- **STUDY TEXT**:
◆ ◆ ◆

- Other names: Haemorrhagic disease of the newborn
- Vitamin K_{1}
- Specialty: Pediatrics
- Symptoms: Bleeding
- Usual onset: Birth to 2 months of age
- Types: Early, classical, late
- Causes: Vitamin K deficiency
- Prevention: Vitamin K supplementation after birth

= Vitamin K deficiency bleeding =

Vitamin K deficiency bleeding (VKDB) of the newborn, previously known as haemorrhagic disease of the newborn, is a rare form of bleeding disorder that affects newborns and young infants due to low stores of vitamin K at birth. It commonly presents with intracranial haemorrhage with the risk of brain damage or death.

Newborn infants have low stores of vitamin K, and human breast milk has little Vitamin K. This combination can lead to vitamin K deficiency and later onset bleeding. Vitamin K deficiency leads to the risk of blood coagulation problems due to impaired production of clotting factors II, VII, IX, X, protein C, and protein S by the liver. More rarely, VKDB can be caused by maternal medications that cause vitamin K deficiency in the newborn.

VKDB can be prevented by supplementing vitamin K, typically given shortly after birth by intramuscular injection. Most national health organisations recommend routine vitamin K supplementation after birth. Widespread use of this has made this a rare disease.

==Classification==
VKDB is classified as early, classical, or late depending on when it first starts, with each having somewhat different types of bleeding and underlying cause:

Classification of vitamin K deficiency in the newborn (VKDB)
| Syndrome | Time of onset | Common sites of bleeding | Potential causes |
|---|---|---|---|
| Early | First 24 hours | Scalp, skin, brain, chest, abdomen | Maternal medications |
| Classical | 1–7 days | Gut, umbilicus, skin, nose, circumcision | Idiopathic, breastfeeding |
| Late | After day 8 | Brain, skin, gut | Idiopathic, breastfeeding, cholestasis |

==Signs and symptoms==
VKDB presents typically in the first month of life with bleeding, which can be from various locations. Late onset VKDB presents with bleeding into the brain (intracranial haemorrhage) in more than half of cases.

==Causes==
Newborns are relatively vitamin K deficient for a variety of reasons: They have low vitamin K stores at birth as vitamin K passes the placenta poorly. Levels of vitamin K in human breast milk are low. Gut flora, which in adults produces vitamin K, has not yet developed.
Early VKDB is rare and caused by maternal medications that interact with vitamin K, such as warfarin, phenytoin, or rifampicin. Classical VKDB is more common and caused by the relative deficiency at birth with inadequate vitamin K intake. This is often termed idiopathic, as no one cause is found. Late VKDB presents after day 8 and up to 6 months of age, coinciding with the typical age for exclusive breastfeeding due to the low levels of vitamin K in human breast milk. Many of these infants have poor vitamin K absorption due to cholestasis, which compounds low intake.

◆ ◆ ◆

- **LISTED RECORDS**:
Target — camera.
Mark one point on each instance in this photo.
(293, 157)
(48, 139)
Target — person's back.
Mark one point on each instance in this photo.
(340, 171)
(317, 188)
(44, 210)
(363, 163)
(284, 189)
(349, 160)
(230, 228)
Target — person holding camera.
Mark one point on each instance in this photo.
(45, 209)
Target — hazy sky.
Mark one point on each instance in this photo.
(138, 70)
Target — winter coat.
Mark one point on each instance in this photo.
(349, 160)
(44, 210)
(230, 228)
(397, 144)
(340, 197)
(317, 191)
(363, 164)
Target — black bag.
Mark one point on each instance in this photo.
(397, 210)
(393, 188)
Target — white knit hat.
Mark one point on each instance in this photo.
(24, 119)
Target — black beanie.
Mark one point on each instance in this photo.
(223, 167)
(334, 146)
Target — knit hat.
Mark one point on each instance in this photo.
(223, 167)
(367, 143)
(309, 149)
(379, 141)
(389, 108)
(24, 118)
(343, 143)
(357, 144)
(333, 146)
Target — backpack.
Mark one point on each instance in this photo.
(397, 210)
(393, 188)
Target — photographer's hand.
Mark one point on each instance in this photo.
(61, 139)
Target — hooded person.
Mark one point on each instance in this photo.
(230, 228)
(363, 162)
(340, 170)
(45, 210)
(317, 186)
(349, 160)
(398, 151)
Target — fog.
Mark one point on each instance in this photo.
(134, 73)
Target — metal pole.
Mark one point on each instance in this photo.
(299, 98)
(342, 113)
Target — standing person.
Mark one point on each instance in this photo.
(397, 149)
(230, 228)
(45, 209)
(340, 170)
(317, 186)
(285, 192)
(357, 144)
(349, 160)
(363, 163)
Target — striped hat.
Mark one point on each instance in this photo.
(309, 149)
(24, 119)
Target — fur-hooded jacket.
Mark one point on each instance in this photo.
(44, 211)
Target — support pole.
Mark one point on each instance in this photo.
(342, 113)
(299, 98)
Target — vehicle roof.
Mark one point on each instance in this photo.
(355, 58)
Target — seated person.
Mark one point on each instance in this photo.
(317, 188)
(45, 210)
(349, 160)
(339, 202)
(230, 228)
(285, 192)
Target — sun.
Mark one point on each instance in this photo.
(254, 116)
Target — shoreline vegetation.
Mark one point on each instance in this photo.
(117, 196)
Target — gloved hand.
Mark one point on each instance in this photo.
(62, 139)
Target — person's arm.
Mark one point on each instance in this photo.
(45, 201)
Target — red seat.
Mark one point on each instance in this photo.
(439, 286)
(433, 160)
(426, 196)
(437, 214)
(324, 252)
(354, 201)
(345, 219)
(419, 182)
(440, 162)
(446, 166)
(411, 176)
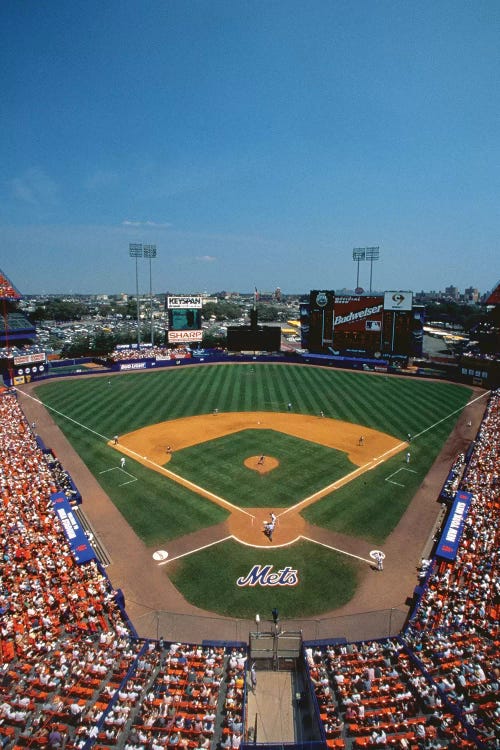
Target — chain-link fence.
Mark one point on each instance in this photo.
(188, 628)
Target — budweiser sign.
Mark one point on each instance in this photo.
(357, 315)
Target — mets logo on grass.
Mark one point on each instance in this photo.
(263, 575)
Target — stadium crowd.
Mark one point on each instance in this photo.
(73, 673)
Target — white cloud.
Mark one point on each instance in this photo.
(154, 224)
(35, 188)
(101, 178)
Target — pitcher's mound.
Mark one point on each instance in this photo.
(262, 465)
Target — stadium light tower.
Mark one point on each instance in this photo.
(372, 253)
(358, 254)
(135, 251)
(150, 252)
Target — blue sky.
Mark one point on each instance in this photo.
(255, 143)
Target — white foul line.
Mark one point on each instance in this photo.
(336, 549)
(61, 414)
(166, 472)
(378, 459)
(198, 549)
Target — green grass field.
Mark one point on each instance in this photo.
(160, 510)
(336, 584)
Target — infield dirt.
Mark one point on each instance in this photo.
(153, 447)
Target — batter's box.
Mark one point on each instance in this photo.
(118, 468)
(398, 484)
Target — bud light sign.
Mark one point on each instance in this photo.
(263, 575)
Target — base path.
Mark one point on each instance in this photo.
(153, 446)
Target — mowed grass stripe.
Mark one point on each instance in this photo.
(142, 399)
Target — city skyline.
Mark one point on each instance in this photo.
(254, 144)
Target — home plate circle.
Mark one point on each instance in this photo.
(160, 554)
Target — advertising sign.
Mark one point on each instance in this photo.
(398, 300)
(75, 535)
(187, 300)
(28, 359)
(184, 337)
(452, 533)
(358, 314)
(184, 319)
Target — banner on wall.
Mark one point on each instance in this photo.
(452, 532)
(75, 535)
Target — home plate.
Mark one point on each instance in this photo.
(160, 554)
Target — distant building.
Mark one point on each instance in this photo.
(452, 292)
(471, 295)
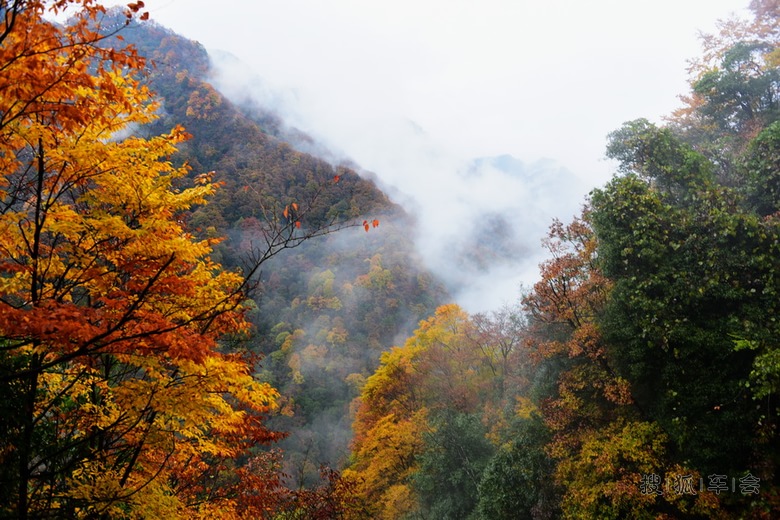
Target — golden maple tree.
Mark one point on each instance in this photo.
(119, 400)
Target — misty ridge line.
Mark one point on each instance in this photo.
(479, 222)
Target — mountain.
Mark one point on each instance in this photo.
(325, 310)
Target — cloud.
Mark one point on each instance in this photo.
(414, 92)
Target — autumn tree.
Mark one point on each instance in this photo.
(121, 398)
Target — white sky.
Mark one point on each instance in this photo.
(411, 90)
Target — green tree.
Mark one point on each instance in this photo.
(455, 453)
(692, 271)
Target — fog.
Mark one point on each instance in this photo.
(485, 120)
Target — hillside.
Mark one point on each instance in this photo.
(324, 310)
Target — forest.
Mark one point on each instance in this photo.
(199, 319)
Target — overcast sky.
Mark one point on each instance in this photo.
(413, 90)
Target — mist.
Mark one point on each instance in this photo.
(483, 120)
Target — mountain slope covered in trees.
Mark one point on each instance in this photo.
(640, 377)
(183, 295)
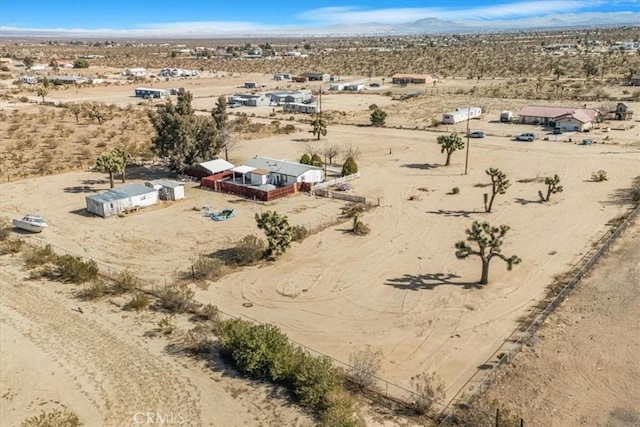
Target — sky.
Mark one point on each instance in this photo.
(172, 17)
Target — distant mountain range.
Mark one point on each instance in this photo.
(422, 26)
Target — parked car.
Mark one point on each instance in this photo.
(527, 136)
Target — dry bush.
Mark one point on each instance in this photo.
(599, 176)
(139, 302)
(53, 418)
(176, 298)
(429, 389)
(365, 365)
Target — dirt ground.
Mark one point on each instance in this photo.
(584, 368)
(399, 290)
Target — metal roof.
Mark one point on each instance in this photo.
(121, 193)
(283, 167)
(217, 165)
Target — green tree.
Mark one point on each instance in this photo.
(489, 241)
(76, 110)
(80, 63)
(378, 117)
(28, 62)
(499, 185)
(349, 167)
(553, 187)
(181, 136)
(123, 157)
(318, 127)
(42, 91)
(449, 144)
(108, 163)
(221, 118)
(278, 231)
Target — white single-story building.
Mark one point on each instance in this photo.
(167, 189)
(121, 199)
(461, 114)
(209, 168)
(281, 172)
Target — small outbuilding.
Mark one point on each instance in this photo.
(121, 199)
(167, 189)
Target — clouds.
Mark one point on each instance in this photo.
(521, 9)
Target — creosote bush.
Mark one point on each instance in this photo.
(176, 298)
(263, 352)
(249, 250)
(53, 418)
(428, 389)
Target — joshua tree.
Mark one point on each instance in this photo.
(278, 231)
(378, 117)
(449, 144)
(489, 241)
(42, 91)
(552, 187)
(76, 110)
(318, 127)
(108, 163)
(499, 185)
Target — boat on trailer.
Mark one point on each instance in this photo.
(30, 222)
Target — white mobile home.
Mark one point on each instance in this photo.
(121, 199)
(461, 114)
(167, 190)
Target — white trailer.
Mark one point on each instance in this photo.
(461, 114)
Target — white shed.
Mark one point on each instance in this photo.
(121, 199)
(461, 114)
(167, 189)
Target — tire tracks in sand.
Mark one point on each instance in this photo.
(119, 378)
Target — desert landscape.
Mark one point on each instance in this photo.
(399, 290)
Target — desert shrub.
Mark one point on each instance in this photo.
(166, 326)
(94, 290)
(305, 159)
(599, 176)
(5, 229)
(53, 418)
(249, 250)
(359, 228)
(365, 365)
(299, 233)
(11, 246)
(125, 282)
(199, 339)
(206, 268)
(340, 411)
(635, 189)
(349, 167)
(428, 389)
(351, 210)
(139, 302)
(176, 298)
(73, 269)
(313, 378)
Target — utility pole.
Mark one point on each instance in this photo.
(466, 161)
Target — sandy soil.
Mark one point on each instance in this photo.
(104, 366)
(400, 289)
(584, 368)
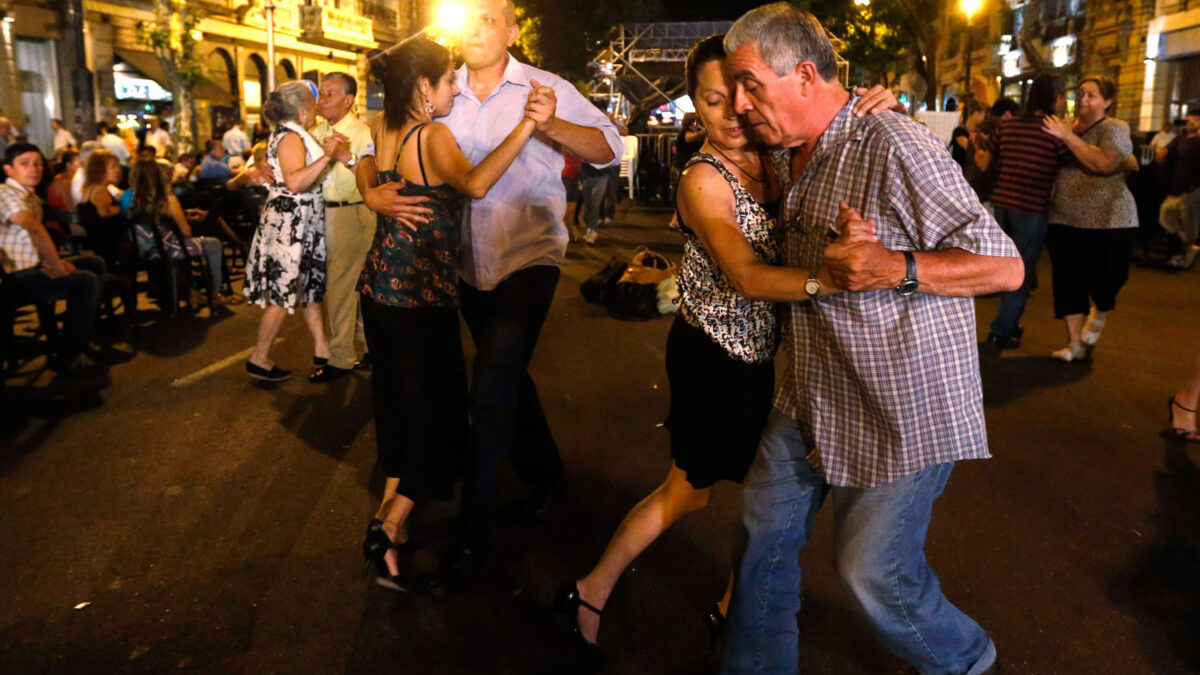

◆ ◆ ◆

- **EXERCISE INSTRUCTIONS**:
A. Print the passage of the vitamin K deficiency bleeding article between "Early VKDB is" and "compounds low intake.", inclusive.
B. According to the vitamin K deficiency bleeding article, which maternal medications can cause early VKDB?
None of the lines matter here.

- **EXPECTED OUTPUTS**:
A.
Early VKDB is rare and caused by maternal medications that interact with vitamin K, such as warfarin, phenytoin, or rifampicin. Classical VKDB is more common and caused by the relative deficiency at birth with inadequate vitamin K intake. This is often termed idiopathic, as no one cause is found. Late VKDB presents after day 8 and up to 6 months of age, coinciding with the typical age for exclusive breastfeeding due to the low levels of vitamin K in human breast milk. Many of these infants have poor vitamin K absorption due to cholestasis, which compounds low intake.

B. Warfarin, phenytoin, and rifampicin.